# WRITTEN EXERCISE
Copy out each of the items below word for word, leaving out the pictures.

# MATERIAL PROVIDED
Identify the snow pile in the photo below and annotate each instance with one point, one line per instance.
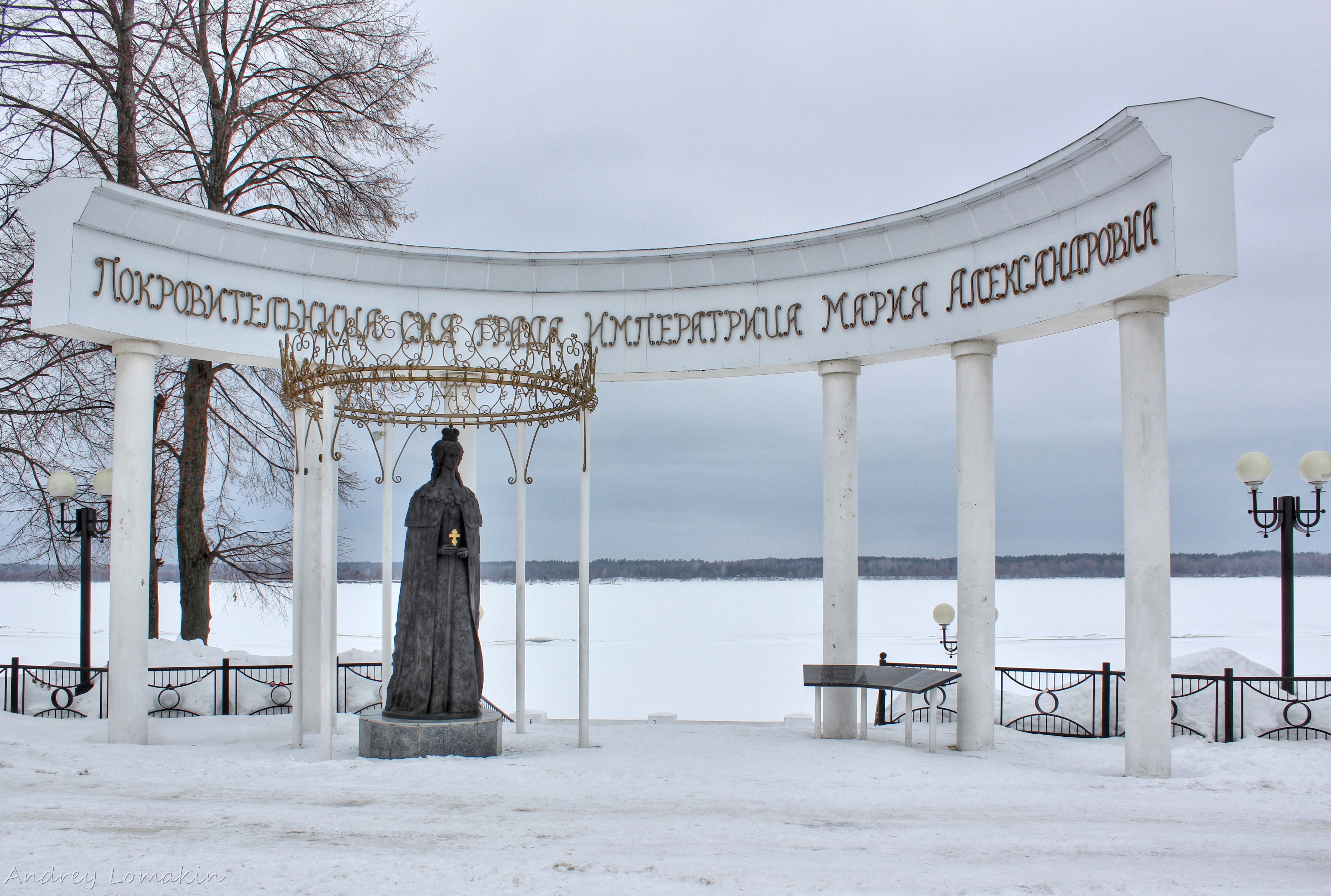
(163, 651)
(1216, 661)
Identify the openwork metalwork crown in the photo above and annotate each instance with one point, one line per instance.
(435, 369)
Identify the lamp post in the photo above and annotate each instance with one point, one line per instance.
(86, 526)
(944, 616)
(1289, 517)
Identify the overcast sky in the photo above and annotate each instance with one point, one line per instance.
(615, 126)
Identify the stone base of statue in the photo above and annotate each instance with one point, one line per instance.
(405, 739)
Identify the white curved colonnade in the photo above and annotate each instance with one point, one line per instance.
(1115, 227)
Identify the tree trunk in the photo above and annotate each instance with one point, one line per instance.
(154, 561)
(127, 102)
(194, 553)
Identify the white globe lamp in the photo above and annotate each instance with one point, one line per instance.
(1253, 469)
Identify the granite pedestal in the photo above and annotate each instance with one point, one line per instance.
(401, 739)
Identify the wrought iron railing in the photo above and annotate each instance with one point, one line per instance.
(183, 691)
(1089, 704)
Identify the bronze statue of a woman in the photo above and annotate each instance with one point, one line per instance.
(437, 666)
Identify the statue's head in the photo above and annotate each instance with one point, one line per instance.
(448, 455)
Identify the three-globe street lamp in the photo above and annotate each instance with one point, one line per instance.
(1289, 517)
(86, 526)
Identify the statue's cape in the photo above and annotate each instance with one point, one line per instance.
(425, 513)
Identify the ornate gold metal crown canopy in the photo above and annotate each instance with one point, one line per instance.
(432, 369)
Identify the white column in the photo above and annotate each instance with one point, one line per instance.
(309, 574)
(1146, 536)
(840, 538)
(387, 560)
(585, 590)
(328, 573)
(131, 513)
(299, 577)
(468, 469)
(520, 578)
(975, 360)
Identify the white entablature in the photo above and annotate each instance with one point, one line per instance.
(1005, 257)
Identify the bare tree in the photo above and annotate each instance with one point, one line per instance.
(291, 111)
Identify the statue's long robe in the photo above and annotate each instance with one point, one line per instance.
(437, 665)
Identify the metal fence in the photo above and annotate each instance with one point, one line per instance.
(180, 691)
(1061, 702)
(184, 691)
(1089, 704)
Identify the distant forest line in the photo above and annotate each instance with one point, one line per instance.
(1033, 566)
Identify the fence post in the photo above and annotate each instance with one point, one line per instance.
(227, 685)
(1229, 706)
(883, 702)
(1105, 731)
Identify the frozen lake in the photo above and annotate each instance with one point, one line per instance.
(730, 650)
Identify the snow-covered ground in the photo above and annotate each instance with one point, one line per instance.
(733, 650)
(654, 810)
(675, 809)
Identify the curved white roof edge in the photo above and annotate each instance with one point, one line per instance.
(1177, 155)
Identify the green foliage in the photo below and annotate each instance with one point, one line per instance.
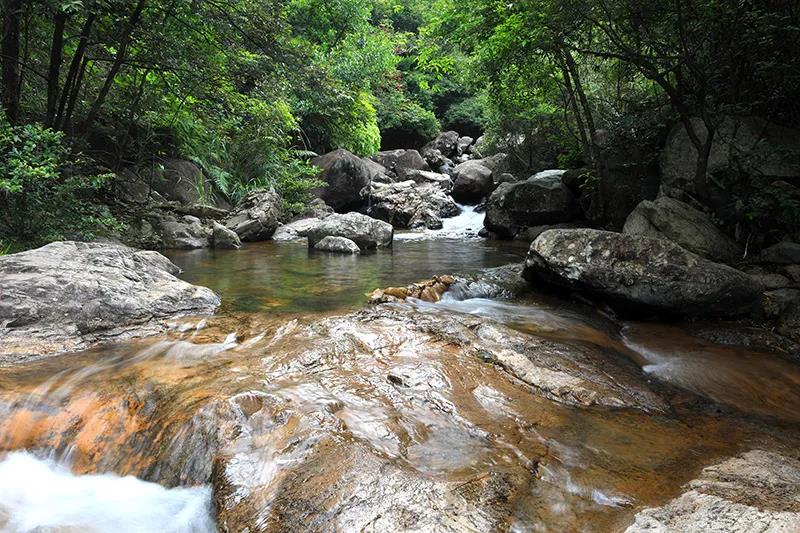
(45, 191)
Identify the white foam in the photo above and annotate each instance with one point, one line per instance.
(42, 495)
(466, 224)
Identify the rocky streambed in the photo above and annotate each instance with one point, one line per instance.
(493, 407)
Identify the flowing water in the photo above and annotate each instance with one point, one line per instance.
(304, 418)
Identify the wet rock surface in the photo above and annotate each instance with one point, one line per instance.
(679, 222)
(367, 232)
(541, 199)
(640, 273)
(67, 295)
(256, 217)
(410, 205)
(757, 491)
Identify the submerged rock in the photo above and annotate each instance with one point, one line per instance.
(681, 223)
(635, 273)
(256, 217)
(409, 205)
(758, 491)
(367, 232)
(340, 245)
(68, 295)
(428, 291)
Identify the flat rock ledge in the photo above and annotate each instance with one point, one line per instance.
(757, 491)
(65, 296)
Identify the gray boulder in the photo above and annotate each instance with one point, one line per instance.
(295, 230)
(224, 238)
(423, 176)
(366, 232)
(340, 245)
(783, 253)
(757, 491)
(345, 175)
(472, 182)
(398, 162)
(407, 204)
(256, 217)
(68, 295)
(679, 222)
(640, 274)
(540, 200)
(185, 233)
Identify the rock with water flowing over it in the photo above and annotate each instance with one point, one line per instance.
(224, 238)
(758, 491)
(542, 199)
(367, 232)
(399, 162)
(344, 175)
(472, 182)
(67, 295)
(635, 273)
(681, 223)
(256, 217)
(296, 230)
(340, 245)
(409, 205)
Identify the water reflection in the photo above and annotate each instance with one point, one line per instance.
(287, 277)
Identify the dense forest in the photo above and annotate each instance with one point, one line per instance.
(250, 91)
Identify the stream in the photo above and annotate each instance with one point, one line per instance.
(305, 417)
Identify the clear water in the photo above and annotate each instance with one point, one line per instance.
(288, 277)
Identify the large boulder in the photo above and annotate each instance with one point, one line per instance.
(423, 176)
(782, 253)
(640, 274)
(472, 182)
(224, 238)
(256, 217)
(345, 175)
(684, 225)
(410, 205)
(340, 245)
(366, 232)
(399, 162)
(748, 144)
(755, 491)
(295, 230)
(184, 182)
(185, 233)
(540, 200)
(68, 295)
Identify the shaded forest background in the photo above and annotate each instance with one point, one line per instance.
(250, 90)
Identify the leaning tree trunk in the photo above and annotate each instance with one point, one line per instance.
(9, 49)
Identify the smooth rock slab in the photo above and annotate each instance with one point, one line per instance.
(681, 223)
(757, 491)
(67, 295)
(635, 273)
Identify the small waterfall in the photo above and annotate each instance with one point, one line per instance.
(465, 225)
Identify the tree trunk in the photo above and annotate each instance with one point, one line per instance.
(118, 60)
(72, 73)
(54, 70)
(9, 49)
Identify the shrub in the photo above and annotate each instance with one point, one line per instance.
(46, 191)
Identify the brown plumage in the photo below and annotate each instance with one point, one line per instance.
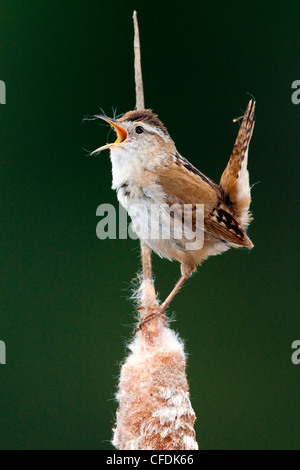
(148, 170)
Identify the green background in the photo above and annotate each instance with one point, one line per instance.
(65, 313)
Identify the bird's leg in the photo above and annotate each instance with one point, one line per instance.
(185, 274)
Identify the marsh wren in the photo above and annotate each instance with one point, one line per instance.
(148, 171)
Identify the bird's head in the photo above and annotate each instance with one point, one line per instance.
(140, 134)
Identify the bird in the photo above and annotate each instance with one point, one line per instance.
(148, 172)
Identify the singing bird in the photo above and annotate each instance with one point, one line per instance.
(148, 172)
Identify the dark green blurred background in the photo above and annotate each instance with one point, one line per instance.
(65, 310)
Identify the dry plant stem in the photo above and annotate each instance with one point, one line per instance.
(154, 410)
(148, 302)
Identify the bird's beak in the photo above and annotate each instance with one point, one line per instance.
(122, 134)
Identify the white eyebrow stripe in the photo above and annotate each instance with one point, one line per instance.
(155, 130)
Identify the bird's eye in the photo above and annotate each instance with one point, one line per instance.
(139, 129)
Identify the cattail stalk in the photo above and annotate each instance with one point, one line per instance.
(154, 410)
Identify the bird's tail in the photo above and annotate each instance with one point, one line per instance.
(235, 178)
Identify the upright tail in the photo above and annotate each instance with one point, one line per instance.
(234, 181)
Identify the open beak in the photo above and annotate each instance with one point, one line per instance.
(122, 135)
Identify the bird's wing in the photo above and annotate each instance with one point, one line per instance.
(184, 184)
(235, 179)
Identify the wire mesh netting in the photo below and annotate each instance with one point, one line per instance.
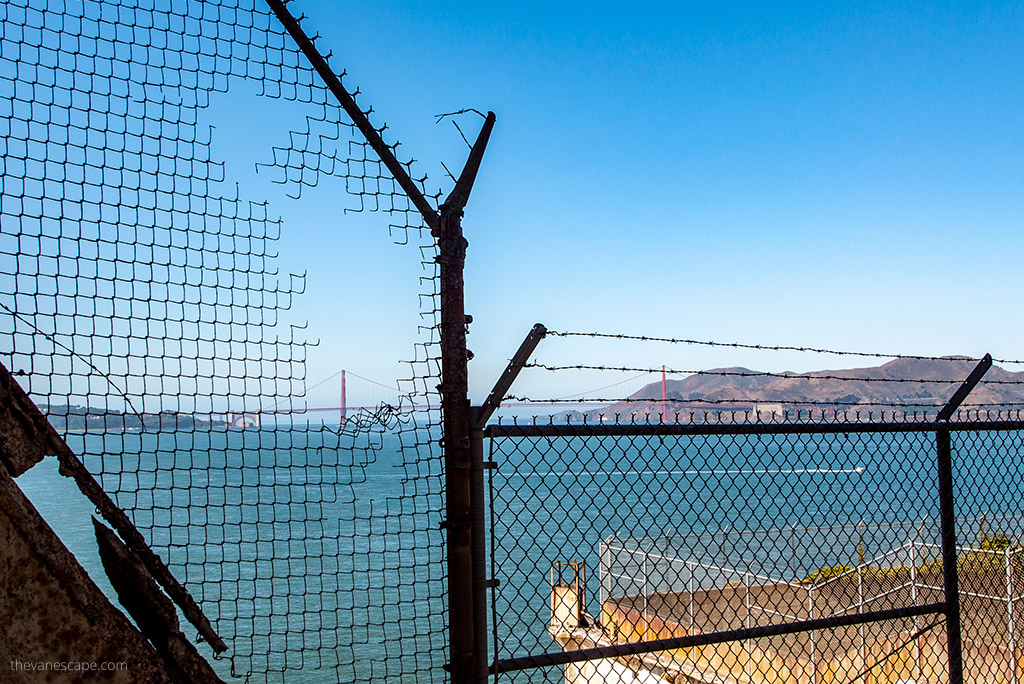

# SOLVED EXERCISE
Identify the snow pile in the photo below and annotate each instance with one point, one line per instance.
(163, 651)
(1216, 661)
Identify the openwork metalwork crown in the photo above and annotate each instance with one point, one line per instance.
(435, 369)
Identify the lamp post in the photo above and annotate each instance with one point, one line per instance.
(86, 526)
(944, 616)
(1289, 517)
Identify the overcast sky in the photo above and annotate each instance with one point, one line per instance.
(615, 126)
Identify the stone base of statue in the photo above and annotate each instance with one point, one line per instance.
(405, 739)
Identify the white curved colonnade in the photo above and annotate each instance with one point, one line per instance.
(1115, 227)
Identify the tree trunk in the photo above and annotate each instance with one point, one line per instance.
(154, 561)
(127, 102)
(194, 553)
Identify the white globe lamp in the photo above and annotate each instance with one point, one line per instance.
(1253, 469)
Identify the granite pedestal in the photo above and annotate each instance with one point, one line per instance.
(401, 739)
Identify the wrought iron railing in the photo above and annotate each instance with one point, one line per instance.
(183, 691)
(1089, 704)
Identify the bronze statue of a woman in the photo above and annotate each instance with one point, one line per instance.
(437, 666)
Identify the statue's head in the photo above and annotate each instance with one point, one line per instance.
(448, 455)
Identify the three-globe street lamp in the photo above and annotate each instance with one point, one line per instance.
(1289, 517)
(86, 526)
Identify the statue's cape in the photo above and annotate each instance with one point, one line per instance.
(425, 513)
Identify the ornate gold metal crown canopy in the photo above and annotate each instance with one point, one line per instance.
(432, 369)
Identify the white column in the photo above and annotate each instance with one point, one line per instance.
(309, 574)
(1146, 536)
(840, 538)
(387, 560)
(585, 590)
(328, 573)
(131, 513)
(299, 577)
(468, 469)
(520, 578)
(975, 360)
Identify the white entablature in the photo above and annotate each instance with one point, one line per instance.
(1005, 257)
Identify the bare tree in the photo above and annotate each instance with one point, one line per instance.
(291, 111)
Identify the statue's long robe in the photo above and annotate each instance with one point, one line per instance.
(437, 665)
Identify the metal fence in the photo above and annotate each instance with one point, one line per instance.
(180, 691)
(1061, 702)
(184, 691)
(1089, 704)
Identify the distant forest line in the photo above and annotate each instance with one point, one line per instance.
(1033, 566)
Identify the fence post in the photo above and annotate each instance with one point, one line per instance.
(227, 685)
(1229, 706)
(883, 702)
(1105, 731)
Identify the frozen lake in the photo above and annotate each instance with one point, one line per instance.
(730, 650)
Identify the snow-covered ground in the photo above and annotate each instance with one point, one line per instance.
(733, 650)
(654, 810)
(675, 809)
Identify the curved white roof edge in the photo above and annotate each instance with one point, one line per instance.
(1177, 155)
Identify the green foliage in the photo below and annotate each instance with one point, one line per instance.
(45, 191)
Identify the white foam in the photo above and annotate each instance with one point, one line per instance.
(42, 495)
(466, 224)
Identify the rocky streambed in the photo above and annotate each instance with one point, one line per instance.
(493, 407)
Identify the flowing water in the photo above and annotate each instance with one point, one line per instance.
(304, 418)
Identify the wet rock surface in the photo above and annotate each instance with one point, one line per instance.
(679, 222)
(367, 232)
(541, 199)
(640, 273)
(67, 295)
(256, 217)
(410, 205)
(757, 491)
Identify the submerged rock in the photo above and annotate each instance with one point, one line per instance.
(681, 223)
(635, 273)
(256, 217)
(409, 205)
(758, 491)
(367, 232)
(340, 245)
(68, 295)
(428, 291)
Identify the flat rock ledge in the photo above and annotate each instance with one point, one line per instance.
(757, 491)
(65, 296)
Identify the gray boulder in the photo above and annotate each instance with one point, one line per instance.
(295, 230)
(224, 238)
(423, 176)
(366, 232)
(340, 245)
(783, 253)
(757, 491)
(345, 175)
(472, 182)
(398, 162)
(407, 204)
(256, 217)
(68, 295)
(679, 222)
(640, 274)
(540, 200)
(185, 233)
Identify the rock with water flowing over it in the photo above and annotate each instance with one point, one line per instance.
(224, 238)
(758, 491)
(542, 199)
(367, 232)
(399, 162)
(344, 175)
(472, 182)
(67, 295)
(635, 273)
(681, 223)
(256, 217)
(296, 230)
(340, 245)
(409, 205)
Identify the water reflection in the photo above and annotate each instance with one point, one line per instance.
(287, 277)
Identify the dense forest in the photo above and annotate each instance with one point, one line per instance.
(250, 91)
Identify the stream in the photo above and annotate each instance with one point, one line per instance.
(305, 417)
Identify the clear water in the photo above and annotate each instance with one point, one line per instance.
(288, 277)
Identify the large boulder in the photo above and annotate each instance with one point, one line per instance.
(423, 176)
(782, 253)
(640, 274)
(472, 182)
(224, 238)
(256, 217)
(345, 175)
(684, 225)
(410, 205)
(340, 245)
(366, 232)
(399, 162)
(748, 144)
(755, 491)
(295, 230)
(184, 182)
(185, 233)
(540, 200)
(68, 295)
Identify the shaded forest background in the photo above and annotate each instance with one point, one line per instance.
(250, 90)
Identify the leaning tree trunk in the photo above and annotate each instance with one point, one line per instance.
(9, 49)
Identify the smooth rock slab in the photo above and annotate each instance with one point, one line per instance.
(681, 223)
(757, 491)
(67, 295)
(635, 273)
Identify the small waterfall in the photo above and annotate each instance with one point, one line per instance.
(465, 225)
Identify the tree trunk in the photo above and annotate each instance with one point, one line per instance.
(118, 60)
(72, 73)
(54, 70)
(9, 49)
Identify the shrub in the photo above and annotate each instance with one point, one line per instance.
(46, 191)
Identify the brown plumage in the photo below and annotate each instance with one point, one line per instance.
(148, 170)
Identify the green background in the photo above and annotate each instance with one point, one line per instance.
(65, 313)
Identify the bird's leg in the photo above and annotate each instance with one point, one line per instance.
(185, 274)
Identify the marsh wren in the photo above and annotate each instance with one point, one line per instance.
(148, 171)
Identify the bird's head in the photo above and annotate each instance with one point, one line per instance.
(140, 134)
Identify the bird in the photo above and annotate each instance with one point, one line per instance.
(148, 172)
Identify the singing bird in the photo above and annotate each instance with one point, one line per instance.
(148, 172)
Identify the dark green blurred background in the photo above and annotate each instance with one point, one line per instance.
(65, 310)
Identify the dry plant stem in the photo above and annotate each instance with one point, one line per instance.
(154, 410)
(148, 302)
Identify the bird's beak in the photo above and annotate each instance with one point, one line per instance.
(122, 134)
Identify the white eyebrow stripe in the photo above and annotate each instance with one point, one line per instance.
(155, 130)
Identify the bird's eye in the photo above and annotate each instance with one point, one line per instance.
(139, 129)
Identify the cattail stalk in the photo above and annotate each instance with one point, one line per instance.
(154, 410)
Identify the bird's tail in the photo above and annotate each instance with one point, one line per instance.
(235, 178)
Identify the upright tail in the photo above and annotate each instance with one point, one line per instance.
(234, 181)
Identify the open beak in the photo above and annotate each instance with one point, one line per instance.
(122, 135)
Identify the bird's wing in the photo above and annotate each instance with one point, one line per instance.
(184, 184)
(235, 179)
Identify the wire mesh netting in the photo below and annotate each instance with one point, one line per instance.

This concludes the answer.